Please reproduce everything from the line containing "the car door" down to the line containing "point(429, 277)", with both of those lines included.

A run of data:

═══

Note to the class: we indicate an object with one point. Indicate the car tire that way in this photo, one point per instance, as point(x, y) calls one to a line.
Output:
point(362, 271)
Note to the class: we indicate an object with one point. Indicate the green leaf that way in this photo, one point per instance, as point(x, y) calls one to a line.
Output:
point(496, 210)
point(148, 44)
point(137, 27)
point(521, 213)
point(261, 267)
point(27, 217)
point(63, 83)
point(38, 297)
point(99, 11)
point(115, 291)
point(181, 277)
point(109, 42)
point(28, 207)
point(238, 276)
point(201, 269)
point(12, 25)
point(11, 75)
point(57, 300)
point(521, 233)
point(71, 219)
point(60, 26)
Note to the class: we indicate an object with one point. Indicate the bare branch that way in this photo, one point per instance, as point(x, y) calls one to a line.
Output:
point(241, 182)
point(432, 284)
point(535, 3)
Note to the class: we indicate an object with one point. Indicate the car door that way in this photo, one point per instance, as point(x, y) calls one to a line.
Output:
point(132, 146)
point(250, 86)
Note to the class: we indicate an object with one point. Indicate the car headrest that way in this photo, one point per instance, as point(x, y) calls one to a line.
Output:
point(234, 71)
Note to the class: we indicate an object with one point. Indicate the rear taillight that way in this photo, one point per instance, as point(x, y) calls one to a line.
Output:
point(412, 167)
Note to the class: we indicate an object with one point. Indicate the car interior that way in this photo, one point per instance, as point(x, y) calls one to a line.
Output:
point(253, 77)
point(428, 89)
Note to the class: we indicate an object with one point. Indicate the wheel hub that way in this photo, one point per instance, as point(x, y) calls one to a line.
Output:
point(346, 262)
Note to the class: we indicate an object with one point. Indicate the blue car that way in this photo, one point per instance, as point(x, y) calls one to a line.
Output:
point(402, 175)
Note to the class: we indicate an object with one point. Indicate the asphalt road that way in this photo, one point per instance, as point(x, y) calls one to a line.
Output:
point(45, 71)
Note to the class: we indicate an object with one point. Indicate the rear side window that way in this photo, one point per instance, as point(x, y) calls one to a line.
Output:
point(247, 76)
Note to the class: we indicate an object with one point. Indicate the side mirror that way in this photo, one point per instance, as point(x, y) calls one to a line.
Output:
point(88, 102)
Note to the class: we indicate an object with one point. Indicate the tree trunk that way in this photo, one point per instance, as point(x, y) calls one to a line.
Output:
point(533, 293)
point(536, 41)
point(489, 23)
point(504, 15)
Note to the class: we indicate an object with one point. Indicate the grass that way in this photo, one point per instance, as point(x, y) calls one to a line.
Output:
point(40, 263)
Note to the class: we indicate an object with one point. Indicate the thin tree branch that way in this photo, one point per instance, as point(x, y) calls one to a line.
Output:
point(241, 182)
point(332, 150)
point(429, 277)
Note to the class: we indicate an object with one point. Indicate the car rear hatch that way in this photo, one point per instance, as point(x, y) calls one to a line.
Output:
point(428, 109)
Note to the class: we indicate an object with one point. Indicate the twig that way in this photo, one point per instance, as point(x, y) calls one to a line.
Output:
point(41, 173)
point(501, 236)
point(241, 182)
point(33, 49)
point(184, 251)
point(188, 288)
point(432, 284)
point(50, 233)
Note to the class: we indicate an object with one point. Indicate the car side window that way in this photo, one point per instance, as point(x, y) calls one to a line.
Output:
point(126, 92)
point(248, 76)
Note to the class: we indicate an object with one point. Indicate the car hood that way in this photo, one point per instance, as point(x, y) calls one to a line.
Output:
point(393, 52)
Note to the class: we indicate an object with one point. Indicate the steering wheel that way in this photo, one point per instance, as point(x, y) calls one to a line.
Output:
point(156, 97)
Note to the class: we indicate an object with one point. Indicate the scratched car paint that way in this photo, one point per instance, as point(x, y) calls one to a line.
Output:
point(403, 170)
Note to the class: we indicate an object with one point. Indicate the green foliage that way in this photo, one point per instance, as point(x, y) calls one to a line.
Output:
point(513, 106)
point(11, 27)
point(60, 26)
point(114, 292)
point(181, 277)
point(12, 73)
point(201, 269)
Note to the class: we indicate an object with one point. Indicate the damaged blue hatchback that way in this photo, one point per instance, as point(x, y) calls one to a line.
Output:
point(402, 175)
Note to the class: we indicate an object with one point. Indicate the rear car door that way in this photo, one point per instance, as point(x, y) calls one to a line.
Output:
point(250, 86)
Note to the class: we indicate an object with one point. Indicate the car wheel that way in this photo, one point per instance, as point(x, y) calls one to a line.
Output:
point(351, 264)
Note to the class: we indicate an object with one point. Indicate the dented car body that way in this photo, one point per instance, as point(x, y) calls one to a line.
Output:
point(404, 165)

═══

REPLY:
Note to the class: we indicate an object with one point. Indicate the car door that way in this photo, one point per instance, as point(x, y) calls one to a line.
Output:
point(132, 146)
point(250, 86)
Note to the class: we indicate an object with one point. Indicate the car headrest that way in this photo, one point per instance, as point(x, y) calls one to a line.
Output:
point(234, 71)
Note to the class: we indicate an object with one point. Indicate the rear taillight that way in this photo, one point per instance, as point(x, y) calls one to a line.
Output:
point(412, 167)
Note to the class: we indicate an object with one point. Indicate the car interior that way in this photo, one point per instance, as point(x, y) calls one to a line.
Output:
point(253, 77)
point(428, 89)
Note to the class: we indicate an object with one point. Indicate the wheel hub that way in this photo, one point per instance, as point(x, y) calls one to a line.
Output:
point(346, 262)
Note to the class: we indicate an object with one point. Indicate the blue car that way in this photo, one point per instance, as point(x, y) calls one to a line.
Output:
point(402, 175)
Note to the class: we indicate an object with one point. Indicate the asphalt road that way in this photo, one point per instance, as point(x, y) calls one to a line.
Output:
point(45, 71)
Note to the class: we indicate an object with one point. Indicate the rear side window that way in this photo, one point per instance, as point(x, y) calls one to a line.
Output:
point(247, 76)
Note to the class: we indicate an object with one point. Indicate the side mirror that way in this photo, one point per instance, as point(x, y) calls one to a line.
Output:
point(88, 102)
Note to the class: we indicate an object with one point. Indicate the tree trunk that way in this photo, one point per instance, as point(x, y) calls one to a line.
Output:
point(533, 293)
point(536, 41)
point(489, 23)
point(504, 15)
Note to the class: we indicate an object with one point. Indicate the grass that way in this photo, one point per instance, as point(x, y) calls one to a line.
Output:
point(40, 263)
Note to the class: we indicate an object with one point. Indicate the thin tree branch that way in this photo, one point per instance, as point(x, y) calls one to a line.
Output:
point(241, 182)
point(332, 150)
point(429, 277)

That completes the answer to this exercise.